---------- Records for the task ----------

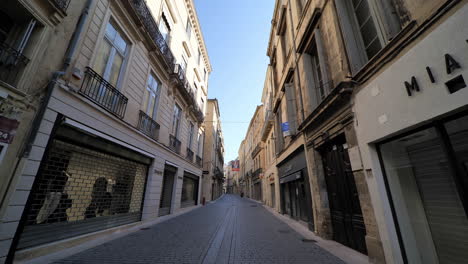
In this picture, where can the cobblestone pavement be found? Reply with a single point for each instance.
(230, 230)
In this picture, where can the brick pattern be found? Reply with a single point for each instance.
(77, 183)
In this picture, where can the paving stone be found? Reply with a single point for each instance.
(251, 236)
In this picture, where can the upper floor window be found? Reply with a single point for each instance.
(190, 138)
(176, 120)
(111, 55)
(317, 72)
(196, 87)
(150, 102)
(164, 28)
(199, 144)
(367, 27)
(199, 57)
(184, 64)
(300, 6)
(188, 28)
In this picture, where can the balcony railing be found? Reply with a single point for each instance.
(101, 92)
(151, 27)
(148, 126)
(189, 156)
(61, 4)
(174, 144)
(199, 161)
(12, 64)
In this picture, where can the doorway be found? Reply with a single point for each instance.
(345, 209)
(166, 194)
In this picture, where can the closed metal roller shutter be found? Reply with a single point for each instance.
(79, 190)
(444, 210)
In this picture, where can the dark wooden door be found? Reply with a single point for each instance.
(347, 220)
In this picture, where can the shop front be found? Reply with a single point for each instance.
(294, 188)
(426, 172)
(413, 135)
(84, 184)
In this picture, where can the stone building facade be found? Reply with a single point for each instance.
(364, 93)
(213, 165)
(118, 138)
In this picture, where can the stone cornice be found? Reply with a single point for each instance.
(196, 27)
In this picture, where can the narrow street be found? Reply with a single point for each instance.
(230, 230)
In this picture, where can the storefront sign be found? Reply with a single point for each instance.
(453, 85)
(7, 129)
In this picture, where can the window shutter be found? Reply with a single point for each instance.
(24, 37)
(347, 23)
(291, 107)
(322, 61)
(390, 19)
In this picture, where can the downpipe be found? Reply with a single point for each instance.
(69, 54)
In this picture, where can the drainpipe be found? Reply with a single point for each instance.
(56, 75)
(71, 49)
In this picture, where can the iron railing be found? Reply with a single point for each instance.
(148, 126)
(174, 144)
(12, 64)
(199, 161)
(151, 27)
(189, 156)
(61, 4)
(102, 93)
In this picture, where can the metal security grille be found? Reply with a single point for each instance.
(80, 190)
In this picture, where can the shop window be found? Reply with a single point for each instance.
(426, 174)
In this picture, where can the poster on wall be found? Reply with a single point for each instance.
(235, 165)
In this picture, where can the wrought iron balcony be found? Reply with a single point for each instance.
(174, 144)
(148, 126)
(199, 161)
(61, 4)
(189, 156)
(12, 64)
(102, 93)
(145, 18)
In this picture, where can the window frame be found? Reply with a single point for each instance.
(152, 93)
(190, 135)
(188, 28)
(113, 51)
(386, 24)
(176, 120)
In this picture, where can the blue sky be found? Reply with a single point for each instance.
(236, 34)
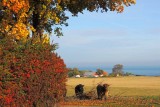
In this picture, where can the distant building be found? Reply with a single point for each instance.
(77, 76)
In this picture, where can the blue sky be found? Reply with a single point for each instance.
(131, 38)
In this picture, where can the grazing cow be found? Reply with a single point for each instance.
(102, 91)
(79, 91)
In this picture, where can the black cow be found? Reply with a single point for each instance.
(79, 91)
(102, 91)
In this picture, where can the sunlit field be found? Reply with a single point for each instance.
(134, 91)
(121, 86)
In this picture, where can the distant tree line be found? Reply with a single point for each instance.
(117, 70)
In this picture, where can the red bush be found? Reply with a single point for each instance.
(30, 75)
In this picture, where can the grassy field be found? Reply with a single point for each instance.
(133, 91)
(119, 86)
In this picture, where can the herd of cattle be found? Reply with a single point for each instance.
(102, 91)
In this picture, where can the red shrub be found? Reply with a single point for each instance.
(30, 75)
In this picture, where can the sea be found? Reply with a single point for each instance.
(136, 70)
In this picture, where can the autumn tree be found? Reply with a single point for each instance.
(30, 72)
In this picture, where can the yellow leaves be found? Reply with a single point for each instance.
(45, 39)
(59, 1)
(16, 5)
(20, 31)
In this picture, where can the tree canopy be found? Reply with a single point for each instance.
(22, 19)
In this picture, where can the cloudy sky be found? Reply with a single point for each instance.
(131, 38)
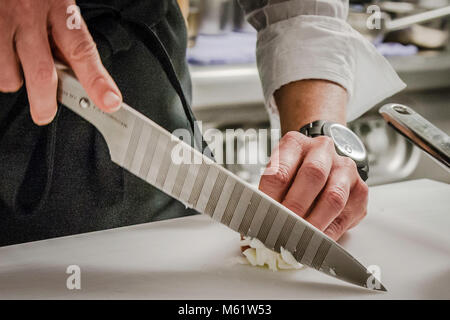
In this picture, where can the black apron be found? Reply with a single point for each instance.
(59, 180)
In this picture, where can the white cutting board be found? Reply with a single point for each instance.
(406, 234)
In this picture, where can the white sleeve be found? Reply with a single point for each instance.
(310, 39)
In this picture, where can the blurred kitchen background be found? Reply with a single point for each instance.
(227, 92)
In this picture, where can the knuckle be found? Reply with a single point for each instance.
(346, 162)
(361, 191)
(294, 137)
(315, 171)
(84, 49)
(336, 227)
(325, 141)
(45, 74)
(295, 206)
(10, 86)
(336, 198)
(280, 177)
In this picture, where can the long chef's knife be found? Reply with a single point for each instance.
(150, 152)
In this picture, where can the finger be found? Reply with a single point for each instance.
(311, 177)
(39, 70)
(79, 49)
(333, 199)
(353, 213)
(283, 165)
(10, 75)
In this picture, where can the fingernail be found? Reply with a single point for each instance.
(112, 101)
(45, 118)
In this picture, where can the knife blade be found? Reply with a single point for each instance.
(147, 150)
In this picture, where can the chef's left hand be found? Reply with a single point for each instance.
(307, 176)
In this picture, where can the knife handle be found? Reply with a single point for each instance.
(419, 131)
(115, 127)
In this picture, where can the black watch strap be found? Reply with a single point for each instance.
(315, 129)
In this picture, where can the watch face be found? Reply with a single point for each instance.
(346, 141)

----------

== Exercise aim ==
Put all of the entries above into a two-column CSV with the headers instruction and coordinates, giving one row for each instruction with the coordinates listed under it. Wrap every field in double quotes, replace line breaks with spaces, and leave out the picture lines.

== Task result ==
instruction,coordinates
"In this picture, where can the cobblestone pavement be found? Reply with a single point for each instance.","(230, 230)"
"In this picture, where can the brick pattern be found? Reply with a single point for each instance.","(77, 183)"
"In this picture, where can the paving stone be found? Reply with a single point for each instance.","(251, 236)"
"In this picture, where can the upper floor window be found? Reply with a single point for each instance.","(190, 138) (176, 120) (111, 55) (317, 72) (196, 87) (150, 102) (164, 28) (199, 144) (367, 27) (199, 57) (184, 64) (300, 6) (188, 28)"
"In this picture, where can the balcony railing be found? Reply with a single point for each instance.","(101, 92) (151, 27) (148, 126) (189, 156) (61, 4) (174, 144) (199, 161) (12, 64)"
"In this picture, where can the doorway be found? Reply with a single point for each instance.","(345, 209) (166, 194)"
"In this picture, where can the closed metal roller shutter be found? Reply with a single point for each instance.","(79, 190) (444, 210)"
"In this picture, where can the dark wooden door be found? Reply with a single point for each instance.","(347, 220)"
"In this picture, where can the shop front be found? Reply with a single point for each instance.","(294, 188) (426, 172) (413, 135) (84, 184)"
"In this picture, where can the stone building facade be found? Reply with a single point for each instance.","(364, 93) (213, 165) (118, 138)"
"In this picture, where can the stone cornice be found? Reply with a single point for each instance.","(196, 27)"
"In this picture, where can the narrow street be found? Reply with a single point for each instance.","(230, 230)"
"In this picture, where can the storefront sign be found? Reply with a single point for each instance.","(453, 85) (7, 129)"
"In this picture, where can the window shutter be found? Reply with a single point for each instance.","(24, 37) (347, 23) (291, 107) (322, 61) (390, 19)"
"In this picture, where can the downpipe be found? Reply with a single point for each instance.","(69, 54)"
"In this picture, where can the drainpipe be found? Reply with a single point for each instance.","(56, 75) (71, 49)"
"In this picture, where can the iron railing be found? Reply with a single point for each instance.","(148, 126) (174, 144) (12, 64) (199, 161) (151, 27) (189, 156) (61, 4) (102, 93)"
"In this picture, where can the metal security grille be found? Reply with a single point for each instance.","(80, 190)"
"In this picture, where can the shop window be found? Reply with a single point for each instance.","(426, 174)"
"In this picture, where can the poster on wall be found? Reply with a single point for each instance.","(235, 165)"
"In this picture, where can the wrought iron balcony be found? Reply with a single point for each instance.","(174, 144) (148, 126) (199, 161) (61, 4) (189, 156) (12, 64) (102, 93) (145, 18)"
"In this picture, where can the window frame be found? Reply with a single point for each instance.","(152, 93) (190, 135) (188, 28) (113, 51) (386, 24) (176, 120)"
"In this picture, where can the blue sky be found? Reply with a single point for each instance.","(236, 34)"
"In this picture, where can the distant building be found? Reply with a single point for each instance.","(77, 76)"
"In this picture, where can the blue sky be found? Reply with a single point for each instance.","(131, 38)"
"In this picture, where can the grazing cow be found? Reply with a single point for each instance.","(102, 91) (79, 91)"
"In this picture, where can the black cow be found? Reply with a single point for each instance.","(79, 91) (102, 91)"
"In this picture, where can the sunlit field be found? Reply with a single point for each instance.","(134, 91) (121, 86)"
"In this picture, where can the distant tree line be found? Reply with a single point for each instance.","(117, 70)"
"In this picture, where can the red bush be found? Reply with a single point for each instance.","(30, 75)"
"In this picture, where can the grassy field be found? Reply with a single point for each instance.","(133, 91) (119, 86)"
"In this picture, where can the herd of cattle be found? Reply with a single point for each instance.","(102, 91)"
"In this picture, where can the red shrub be found? Reply with a single point for each instance.","(30, 75)"
"In this picture, where can the sea be found? Reply with a single point for each instance.","(136, 70)"
"In this picture, where can the autumn tree be found? Reply with a single point for each instance.","(30, 72)"
"In this picture, where can the yellow leaves be found? Reply with a single point for each instance.","(45, 39) (59, 1) (16, 5) (20, 31)"
"In this picture, where can the tree canopy be found? Reply with a single point for each instance.","(22, 19)"
"In this picture, where can the cloudy sky be found? Reply with a single point for each instance.","(131, 38)"
"In this picture, where can the black apron be found? Reply with a single point for each instance.","(59, 180)"
"In this picture, where can the white cutting board be found? Reply with a single point for each instance.","(406, 234)"
"In this picture, where can the white sleeve be found? Reply with a single point for each instance.","(310, 39)"
"In this picture, where can the blurred kitchen background be found? Reply with a single point for each instance.","(227, 92)"
"In this picture, where can the knuckle be found? Reply with a single point for each instance.","(346, 162) (361, 191) (294, 137) (315, 171) (84, 49) (336, 227) (325, 141) (45, 74) (295, 206) (10, 86) (336, 198) (280, 177)"
"In this picture, where can the long chef's knife be found? Reply with a single point for each instance.","(150, 152)"
"In this picture, where can the finger be found? Reply with a single point for each instance.","(311, 177) (39, 70) (79, 49) (333, 199) (353, 213) (283, 165) (10, 75)"
"In this picture, where can the fingernail be found? Reply with a single point for each instance.","(112, 101) (45, 118)"
"In this picture, where can the knife blade be found? Reply with a single point for each instance.","(147, 150)"
"In this picture, where can the chef's left hand be found? Reply with a single point for each instance.","(307, 176)"
"In this picture, where can the knife handle be found? Reply with a single point for each instance.","(419, 131) (115, 127)"
"In this picture, where can the black watch strap be found? Reply with a single point for each instance.","(315, 129)"
"In this picture, where can the watch face be found? Reply with a single point for each instance.","(346, 141)"